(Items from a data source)
.....

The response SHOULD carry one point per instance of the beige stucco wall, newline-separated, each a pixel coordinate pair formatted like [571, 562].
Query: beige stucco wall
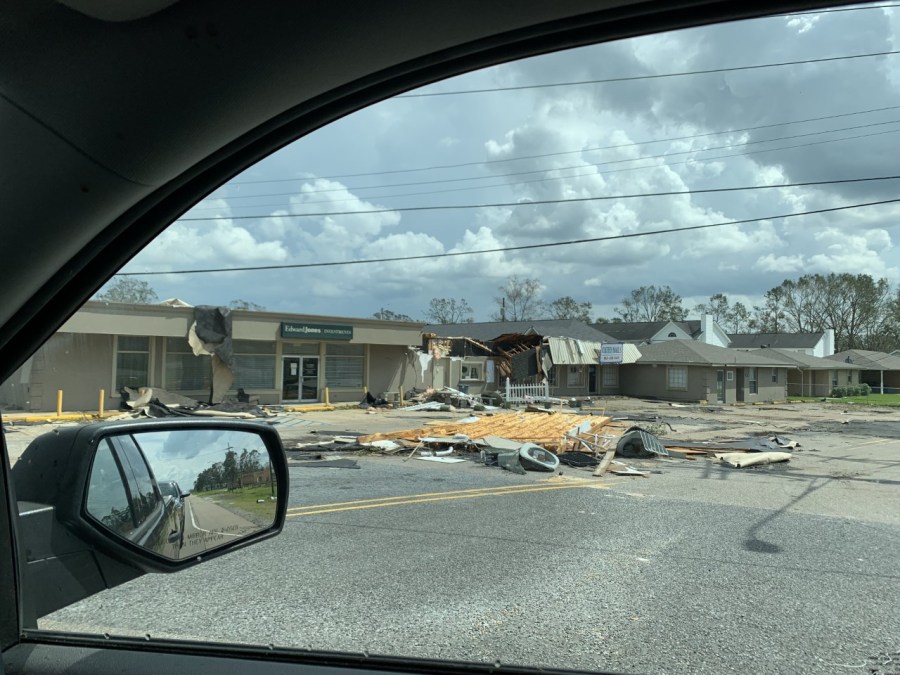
[80, 365]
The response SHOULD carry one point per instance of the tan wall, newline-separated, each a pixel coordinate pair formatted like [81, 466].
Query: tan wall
[80, 365]
[650, 381]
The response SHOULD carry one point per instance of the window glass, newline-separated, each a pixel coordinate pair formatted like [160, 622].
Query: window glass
[132, 361]
[107, 498]
[344, 371]
[677, 377]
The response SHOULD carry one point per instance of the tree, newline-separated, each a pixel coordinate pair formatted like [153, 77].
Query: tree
[519, 300]
[649, 303]
[388, 315]
[246, 304]
[567, 308]
[230, 470]
[737, 320]
[129, 290]
[717, 307]
[449, 310]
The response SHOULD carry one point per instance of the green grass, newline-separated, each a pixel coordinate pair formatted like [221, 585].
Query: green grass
[245, 500]
[892, 400]
[889, 400]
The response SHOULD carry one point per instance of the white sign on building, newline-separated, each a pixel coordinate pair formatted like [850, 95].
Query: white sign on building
[613, 352]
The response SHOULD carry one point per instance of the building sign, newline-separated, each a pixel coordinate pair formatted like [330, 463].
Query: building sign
[315, 331]
[613, 352]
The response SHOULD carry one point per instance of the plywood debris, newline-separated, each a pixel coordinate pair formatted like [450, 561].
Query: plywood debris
[548, 431]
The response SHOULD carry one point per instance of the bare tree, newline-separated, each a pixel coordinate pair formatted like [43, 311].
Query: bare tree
[567, 308]
[649, 303]
[520, 300]
[449, 310]
[129, 290]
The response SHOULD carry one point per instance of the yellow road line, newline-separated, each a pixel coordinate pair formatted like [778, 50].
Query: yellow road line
[499, 488]
[399, 501]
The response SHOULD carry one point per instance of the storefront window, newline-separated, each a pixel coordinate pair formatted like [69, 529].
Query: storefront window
[254, 364]
[610, 376]
[132, 361]
[345, 365]
[184, 371]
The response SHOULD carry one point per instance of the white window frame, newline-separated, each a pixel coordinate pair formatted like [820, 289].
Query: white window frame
[609, 376]
[115, 369]
[676, 370]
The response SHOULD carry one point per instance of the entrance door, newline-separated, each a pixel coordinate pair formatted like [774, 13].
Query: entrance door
[309, 385]
[300, 378]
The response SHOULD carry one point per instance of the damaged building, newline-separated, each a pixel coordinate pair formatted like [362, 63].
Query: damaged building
[212, 353]
[561, 358]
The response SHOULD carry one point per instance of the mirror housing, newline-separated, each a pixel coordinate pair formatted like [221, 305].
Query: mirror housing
[69, 554]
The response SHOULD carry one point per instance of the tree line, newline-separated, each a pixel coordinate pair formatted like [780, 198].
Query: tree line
[863, 311]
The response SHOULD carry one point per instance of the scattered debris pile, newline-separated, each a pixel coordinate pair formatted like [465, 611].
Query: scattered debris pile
[155, 402]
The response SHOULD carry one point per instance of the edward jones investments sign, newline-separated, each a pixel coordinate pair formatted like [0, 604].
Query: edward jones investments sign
[612, 352]
[315, 331]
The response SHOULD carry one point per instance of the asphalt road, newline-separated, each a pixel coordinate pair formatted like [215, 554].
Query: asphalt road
[695, 569]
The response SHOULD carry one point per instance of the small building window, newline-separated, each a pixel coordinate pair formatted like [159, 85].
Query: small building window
[345, 365]
[574, 377]
[185, 372]
[610, 376]
[132, 361]
[677, 377]
[472, 370]
[254, 364]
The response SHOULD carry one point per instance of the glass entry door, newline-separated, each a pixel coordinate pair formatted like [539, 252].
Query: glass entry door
[300, 378]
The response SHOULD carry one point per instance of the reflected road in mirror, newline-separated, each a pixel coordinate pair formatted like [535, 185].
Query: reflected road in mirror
[182, 492]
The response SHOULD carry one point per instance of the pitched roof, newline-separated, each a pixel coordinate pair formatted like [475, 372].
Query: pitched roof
[869, 360]
[693, 353]
[806, 361]
[634, 331]
[488, 330]
[775, 340]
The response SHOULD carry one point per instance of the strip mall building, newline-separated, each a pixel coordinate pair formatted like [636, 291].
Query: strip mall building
[277, 358]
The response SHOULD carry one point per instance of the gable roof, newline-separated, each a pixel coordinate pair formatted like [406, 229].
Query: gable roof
[869, 360]
[488, 330]
[693, 353]
[775, 340]
[808, 362]
[636, 331]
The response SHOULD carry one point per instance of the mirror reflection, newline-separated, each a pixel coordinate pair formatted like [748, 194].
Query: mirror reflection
[182, 492]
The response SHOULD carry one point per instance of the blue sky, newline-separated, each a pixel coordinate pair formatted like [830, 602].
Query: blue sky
[499, 135]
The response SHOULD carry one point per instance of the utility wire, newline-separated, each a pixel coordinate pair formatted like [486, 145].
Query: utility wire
[504, 249]
[539, 202]
[558, 178]
[727, 146]
[634, 78]
[437, 167]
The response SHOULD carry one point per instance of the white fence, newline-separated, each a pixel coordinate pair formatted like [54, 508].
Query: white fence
[520, 393]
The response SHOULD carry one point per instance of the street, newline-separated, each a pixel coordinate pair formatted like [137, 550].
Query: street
[698, 568]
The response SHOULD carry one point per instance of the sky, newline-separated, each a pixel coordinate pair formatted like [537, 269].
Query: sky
[507, 153]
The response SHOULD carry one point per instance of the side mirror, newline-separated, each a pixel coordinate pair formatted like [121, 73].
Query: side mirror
[156, 495]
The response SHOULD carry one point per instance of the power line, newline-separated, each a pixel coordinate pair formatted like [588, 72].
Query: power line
[574, 175]
[504, 249]
[575, 166]
[634, 78]
[539, 202]
[461, 165]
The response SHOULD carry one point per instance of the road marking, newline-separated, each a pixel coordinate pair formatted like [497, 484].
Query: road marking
[497, 488]
[432, 497]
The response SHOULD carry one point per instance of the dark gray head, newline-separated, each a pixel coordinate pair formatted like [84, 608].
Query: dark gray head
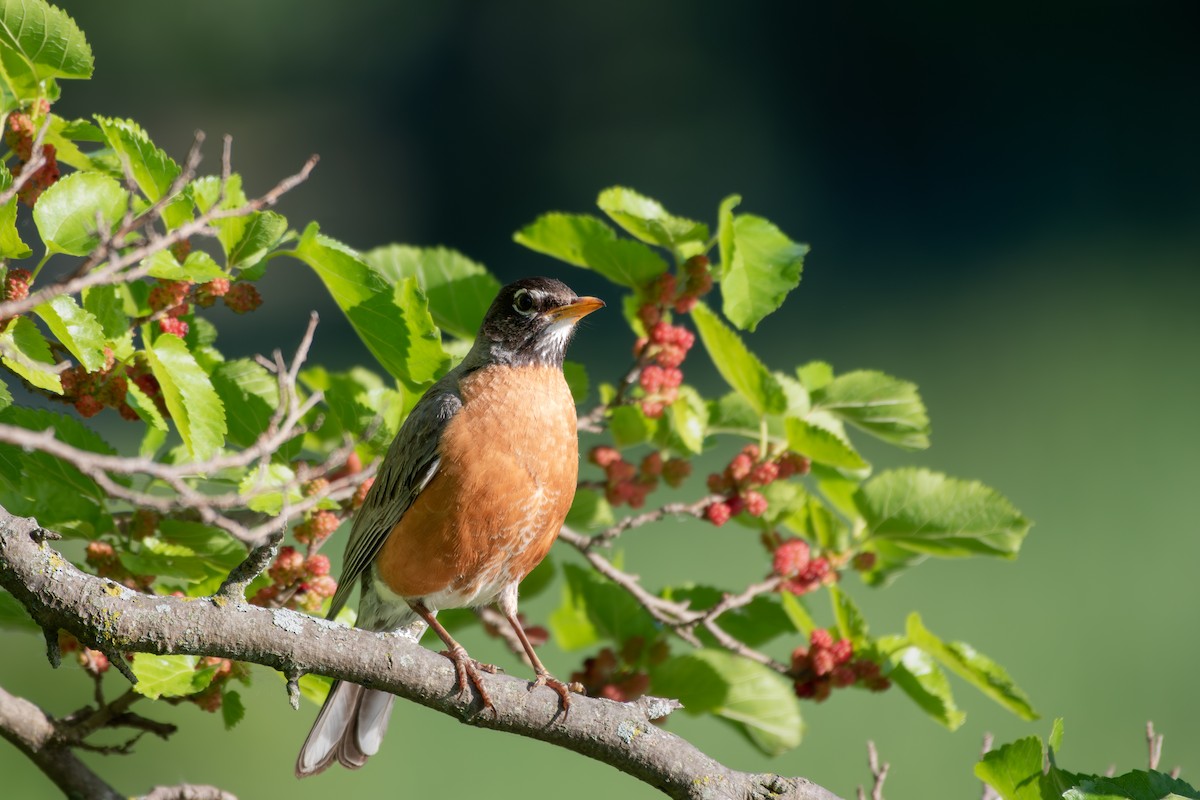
[531, 323]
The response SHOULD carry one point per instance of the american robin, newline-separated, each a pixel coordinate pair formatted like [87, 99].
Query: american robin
[466, 504]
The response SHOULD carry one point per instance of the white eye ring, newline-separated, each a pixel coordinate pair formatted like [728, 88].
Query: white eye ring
[522, 302]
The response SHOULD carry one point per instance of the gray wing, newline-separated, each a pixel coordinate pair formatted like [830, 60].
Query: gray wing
[411, 463]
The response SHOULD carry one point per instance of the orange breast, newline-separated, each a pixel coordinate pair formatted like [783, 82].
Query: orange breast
[505, 482]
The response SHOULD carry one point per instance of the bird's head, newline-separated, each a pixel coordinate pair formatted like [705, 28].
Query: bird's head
[532, 322]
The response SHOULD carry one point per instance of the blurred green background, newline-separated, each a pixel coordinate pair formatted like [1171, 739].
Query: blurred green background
[1003, 204]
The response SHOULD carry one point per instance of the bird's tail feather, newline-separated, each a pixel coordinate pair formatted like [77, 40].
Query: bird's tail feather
[348, 729]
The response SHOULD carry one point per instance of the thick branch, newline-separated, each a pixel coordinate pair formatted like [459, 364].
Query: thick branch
[108, 617]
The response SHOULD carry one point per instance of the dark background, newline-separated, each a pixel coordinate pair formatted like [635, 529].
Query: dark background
[1003, 204]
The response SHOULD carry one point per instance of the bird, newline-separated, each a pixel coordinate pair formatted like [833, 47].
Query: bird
[467, 501]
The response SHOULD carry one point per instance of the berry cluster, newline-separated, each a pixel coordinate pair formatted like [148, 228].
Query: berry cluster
[628, 483]
[102, 557]
[801, 572]
[19, 137]
[297, 582]
[93, 391]
[827, 665]
[742, 479]
[665, 347]
[616, 678]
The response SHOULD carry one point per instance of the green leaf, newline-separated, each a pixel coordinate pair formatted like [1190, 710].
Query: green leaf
[198, 268]
[393, 320]
[593, 609]
[821, 445]
[193, 403]
[169, 675]
[739, 367]
[880, 404]
[1138, 785]
[76, 328]
[647, 220]
[586, 241]
[725, 228]
[257, 481]
[13, 615]
[851, 624]
[233, 710]
[757, 701]
[460, 290]
[209, 192]
[797, 613]
[11, 246]
[250, 395]
[261, 234]
[918, 677]
[576, 380]
[39, 43]
[589, 512]
[106, 304]
[930, 513]
[766, 265]
[27, 353]
[66, 212]
[689, 420]
[973, 667]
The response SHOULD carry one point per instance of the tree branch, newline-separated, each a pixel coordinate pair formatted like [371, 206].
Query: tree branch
[113, 619]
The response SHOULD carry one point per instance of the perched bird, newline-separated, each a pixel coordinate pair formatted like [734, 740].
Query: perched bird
[466, 504]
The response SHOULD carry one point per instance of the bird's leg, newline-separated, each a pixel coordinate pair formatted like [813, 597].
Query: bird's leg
[466, 667]
[508, 605]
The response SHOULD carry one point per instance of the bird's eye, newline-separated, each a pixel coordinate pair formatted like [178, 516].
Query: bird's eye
[522, 301]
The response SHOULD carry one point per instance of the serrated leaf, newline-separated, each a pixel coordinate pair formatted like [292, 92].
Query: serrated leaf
[851, 623]
[821, 445]
[250, 395]
[27, 353]
[233, 710]
[586, 241]
[13, 615]
[759, 701]
[765, 268]
[197, 268]
[66, 214]
[928, 512]
[918, 677]
[39, 43]
[261, 234]
[169, 675]
[11, 245]
[257, 482]
[393, 320]
[594, 609]
[739, 367]
[209, 192]
[973, 667]
[106, 304]
[647, 220]
[880, 404]
[1137, 785]
[193, 403]
[151, 168]
[589, 512]
[76, 329]
[460, 290]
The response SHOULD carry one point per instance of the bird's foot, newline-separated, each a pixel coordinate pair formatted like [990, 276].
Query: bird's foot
[563, 690]
[468, 669]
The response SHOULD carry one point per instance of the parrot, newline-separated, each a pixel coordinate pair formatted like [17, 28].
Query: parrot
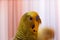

.....

[Short exercise] Filter the records above, keeping every line in which the string "wing" appears.

[Exercise answer]
The response SHOULD carry one point per instance of the gray wing, newline-separated, each a pixel coordinate pair formatted like [830, 60].
Query: gray wing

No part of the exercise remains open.